Activity: Copy the stretch of the sleep essay from "It’s not just" through "to attention problems.", substituting "sleep-deprived" for "underslept".

Supplied text:
────────────────
When My Doctor Thought I Was Getting Too Much Sleep
I purposefully reach for my phone and swipe to unlock. The icons appear and…I stare at them blankly. What was I doing? Just a second ago, I knew. I remember it was important to me, but I can’t remember what it was. It will come back to me, I think, and turn off the phone. Then, of course, it does. I was picking up my phone to look at my fitness tracker and see how long I’d slept. Ironically, I was trying to determine whether a lack of sleep was affecting my cognition.
Cognition – the ability to think, reason, and remember – is worsened by a lack of sleep, according to Dr. Frederick W. Foley, a cognitive researcher I heard speak earlier this month at the Multiple Sclerosis (MS) Summit. Since I was volunteering at the event, sponsored by the MS Coalition, I had the opportunity to hear Dr. Foley’s presentation twice. Yet at this moment, running on less than six hours sleep and experiencing heavy brain fog, I can’t remember many specifics of what he said. I do remember he talked about the high incidence of sleep disorders in multiple sclerosis, and how symptoms like pain, spasticity, and bladder dysfunction also interfere with sleep.
The same could be said of the symptoms of my condition, fibromyalgia, but the condition itself also interferes with deep sleep. For people like me, getting a good night’s sleep can be a tricky proposition, but one that’s essential to healthy cognitive function. Surprisingly, though, even the best medical professionals may not be aware of this.
“I’m having a flare-up, so I’ve been making sure to get at least a good 8-9 hours of sleep,” I told my doctor.
“Nine hours?!” she exclaimed. “At your age, you should be able to get by on six!”
My well-educated doctor, who goes out of her way to keep up-to-date on the latest research and standards of care, was wrong. According to the Centers for Disease Control (CDC), any adult needs a minimum of seven hours of sleep a night. Yet, so few of us are actually getting it that the CDC has declared sleep a national public health crisis in the U.S.
According to the CDC, the lack of sleep really interferes with our cognitive function. In a nationwide survey, they found:
1. 23.2 percent of survey respondents (almost 50 million people) reported problems concentrating during the day.
2. 11.3 percent (24 million) indicated lack of sleep interfered with driving.
3. 8.6 percent (18 million) reported that sleep deficiency interfered with job performance.
It’s not just adults, either. They found that 60 percent of middle schoolers and whopping 70 percent of high school students are underslept, and that this lack of sleep leads to attention problems.
Why, with so widespread a problem, are doctors not aware? Why are those specialists who treat people with sleep-mediated symptoms (such as cognitive dysfunction, fatigue, and depression) not screening for sleep problems when they examine their patients? Sleep is treated as an afterthought by the medical community and I don’t know why.
Maybe after I get some sleep, I’ll be clear-headed enough to figure it out.
────────────────
Supplied material:
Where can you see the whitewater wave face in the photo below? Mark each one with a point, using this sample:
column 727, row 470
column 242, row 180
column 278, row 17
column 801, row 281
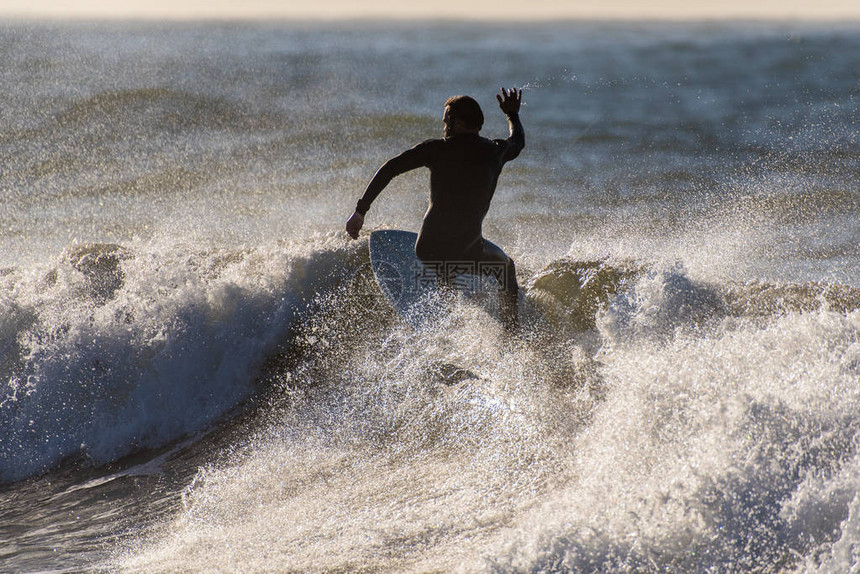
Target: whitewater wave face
column 115, row 350
column 694, row 438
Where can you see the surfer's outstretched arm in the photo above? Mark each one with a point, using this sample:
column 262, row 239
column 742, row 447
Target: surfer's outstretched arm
column 408, row 160
column 509, row 103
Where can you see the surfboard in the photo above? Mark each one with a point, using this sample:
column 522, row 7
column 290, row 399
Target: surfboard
column 412, row 287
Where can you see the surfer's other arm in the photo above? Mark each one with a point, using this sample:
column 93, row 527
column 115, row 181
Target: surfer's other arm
column 408, row 160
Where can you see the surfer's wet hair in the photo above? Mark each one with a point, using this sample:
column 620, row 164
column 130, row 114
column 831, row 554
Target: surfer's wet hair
column 467, row 110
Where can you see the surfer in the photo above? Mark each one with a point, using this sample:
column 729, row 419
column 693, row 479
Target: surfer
column 464, row 170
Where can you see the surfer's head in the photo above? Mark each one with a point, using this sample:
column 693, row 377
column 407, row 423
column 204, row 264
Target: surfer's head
column 462, row 115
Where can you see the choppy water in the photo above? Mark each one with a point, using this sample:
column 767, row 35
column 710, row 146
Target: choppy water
column 199, row 374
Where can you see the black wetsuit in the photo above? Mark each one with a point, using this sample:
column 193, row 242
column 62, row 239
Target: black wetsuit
column 464, row 170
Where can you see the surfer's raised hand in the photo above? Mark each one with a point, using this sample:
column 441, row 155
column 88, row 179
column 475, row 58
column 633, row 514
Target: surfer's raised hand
column 509, row 100
column 354, row 224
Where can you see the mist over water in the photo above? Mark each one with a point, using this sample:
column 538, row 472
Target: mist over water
column 199, row 373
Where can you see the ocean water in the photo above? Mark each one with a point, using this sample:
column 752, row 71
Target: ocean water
column 199, row 374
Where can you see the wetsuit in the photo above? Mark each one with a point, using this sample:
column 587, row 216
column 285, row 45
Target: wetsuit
column 464, row 170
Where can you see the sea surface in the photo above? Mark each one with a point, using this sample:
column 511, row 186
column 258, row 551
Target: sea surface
column 199, row 374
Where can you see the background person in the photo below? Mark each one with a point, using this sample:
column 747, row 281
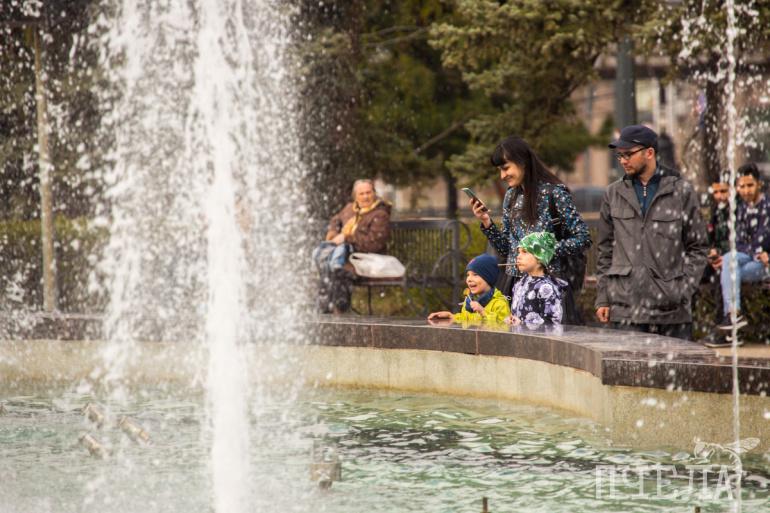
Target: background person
column 752, row 240
column 532, row 187
column 718, row 229
column 363, row 225
column 652, row 243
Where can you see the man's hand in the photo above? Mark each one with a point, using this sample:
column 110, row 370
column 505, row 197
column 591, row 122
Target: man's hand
column 603, row 314
column 481, row 212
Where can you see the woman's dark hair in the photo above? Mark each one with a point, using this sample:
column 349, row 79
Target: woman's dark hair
column 515, row 149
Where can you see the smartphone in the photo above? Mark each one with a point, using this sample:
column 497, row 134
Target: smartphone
column 473, row 196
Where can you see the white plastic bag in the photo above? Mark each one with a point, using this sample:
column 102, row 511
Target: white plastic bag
column 373, row 265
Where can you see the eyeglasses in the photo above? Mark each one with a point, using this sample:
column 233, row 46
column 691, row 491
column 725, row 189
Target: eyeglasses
────────────────
Response:
It’s not just adults, either. They found that 60 percent of middle schoolers and whopping 70 percent of high school students are sleep-deprived, and that this lack of sleep leads to attention problems.